BRANO DA LEGGERE:
+ + + + + + +

Ma il giorno seguente il quadro fu ritrovato nel cespuglio, indicando la necessità di erigervi una chiesa dedicata alla Madonna, infatti tra i rovi del bussun furono poi poste le fondamenta del Santuario.
La Torre degli Orologi, uno dei simboli di Giaveno fu eretta tra il 1736 e il 1748, mentre la parte terminale, abbattuta da un fulmine nel 1887 fu sostituita con quella attuale.

Le iscrizioni latine sui lati della torre, nei secoli furono interpretate come testimonianza del passaggio di Annibale nel 218 a. C. teoria assai improbabile secondo diversi storici.
L’altro simbolo di Giaveno è il caratteristico Mascherone, realizzato dallo scultore Giacomo Fontana per volere di Maurizio di Savoia, posato nel giugno 1622 nel parco dell’antica residenza ducale, poi spostato nell’attuale Piazza Giovanni XXIII.

+ + + + + + +

INFORMAZIONI:
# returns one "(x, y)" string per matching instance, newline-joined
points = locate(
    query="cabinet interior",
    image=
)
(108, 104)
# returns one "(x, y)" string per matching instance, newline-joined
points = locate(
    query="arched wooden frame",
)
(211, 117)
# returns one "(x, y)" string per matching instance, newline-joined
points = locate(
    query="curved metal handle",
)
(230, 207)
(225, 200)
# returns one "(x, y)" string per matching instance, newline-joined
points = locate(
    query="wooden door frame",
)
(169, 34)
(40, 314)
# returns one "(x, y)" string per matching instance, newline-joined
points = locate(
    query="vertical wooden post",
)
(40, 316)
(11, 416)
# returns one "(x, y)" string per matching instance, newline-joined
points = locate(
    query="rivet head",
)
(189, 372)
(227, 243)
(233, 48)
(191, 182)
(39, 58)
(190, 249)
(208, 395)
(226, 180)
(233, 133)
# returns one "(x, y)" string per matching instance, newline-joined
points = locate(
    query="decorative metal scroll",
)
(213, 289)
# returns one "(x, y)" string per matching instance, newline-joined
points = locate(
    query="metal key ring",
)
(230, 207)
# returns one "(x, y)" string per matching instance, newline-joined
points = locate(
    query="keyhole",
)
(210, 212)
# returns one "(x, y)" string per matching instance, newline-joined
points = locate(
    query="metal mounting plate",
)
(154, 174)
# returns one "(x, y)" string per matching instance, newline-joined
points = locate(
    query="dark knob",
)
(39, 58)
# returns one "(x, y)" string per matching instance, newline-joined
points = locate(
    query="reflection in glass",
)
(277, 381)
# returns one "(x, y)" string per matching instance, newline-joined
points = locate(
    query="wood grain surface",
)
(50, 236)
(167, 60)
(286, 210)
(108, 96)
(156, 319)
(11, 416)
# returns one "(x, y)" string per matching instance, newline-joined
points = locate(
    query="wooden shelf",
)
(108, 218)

+ + + + + + +

IL TUO COMPITO:
Cita alla lettera il passo del brano su Giaveno partendo da "L’altro simbolo di" e terminando con "Piazza Giovanni XXIII.".

RISPOSTA:
L’altro simbolo di Giaveno è il caratteristico Mascherone, realizzato dallo scultore Giacomo Fontana per volere di Maurizio di Savoia, posato nel giugno 1622 nel parco dell’antica residenza ducale, poi spostato nell’attuale Piazza Giovanni XXIII.